**SUPPLIED PASSAGE:**
● ● ● ● ● ● ●

Cape Wind corrects The Vineyard Gazette

EDITOR'S NOTE: Last week's edition of the Vineyard Gazette carried a front page story both in print and online stating that the Cape Wind project alone  received special consideration under the most recent energy bill passed by Congress. Cape Wind was not contacted before the story ran and, after the story was published, sent the following op-ed to The Gazette. We reprint it here because unlike the inaccurate and biased story, this op-ed piece did not appear in the Gazette online this week, unlike the story that prompted it.

Cape Wind's response to the Vineyard Gazette

Last week’s Vineyard Gazette contained a front page news article written by Editor Julia Wells, entitled, “Wind Farm Is Favored in Bill - Special Interest Language Was Quietly Placed in Energy Act That Exempts Cape Wind From Public Bidding”.

The primary source for this article about Cape Wind was an unnamed, anonymous party. 

Cape Wind was not contacted by anyone at the Vineyard Gazette and was not given any opportunity to respond to the information provided to the Gazette by their anonymous source for this article.

This column seeks to convey to Ms. Wells, the Vineyard Gazette, and the readers of this newspaper, what information Cape Wind would have provided.

First, the article is factually incorrect when it states “It was well known at the time that Cape Wind was the only project that met the criteria in the savings provision”.   In fact, the language also applied to the wind farm proposed offshore Long Island by the Long Island Power Authority.

● ● ● ● ● ● ●

**SOURCE MATERIAL:**
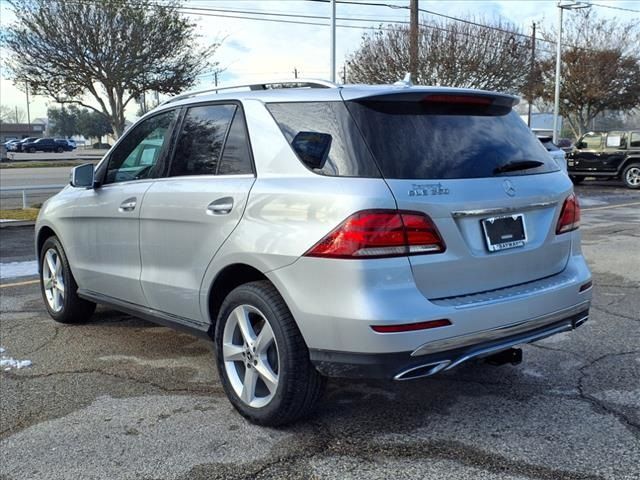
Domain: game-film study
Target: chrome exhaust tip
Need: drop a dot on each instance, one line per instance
(421, 371)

● ● ● ● ● ● ●

**THE TASK:** Name every party the column in the Cape Wind op-ed says it seeks to inform.

**REPLY:**
- Ms. Wells
- The Vineyard Gazette
- The readers of this newspaper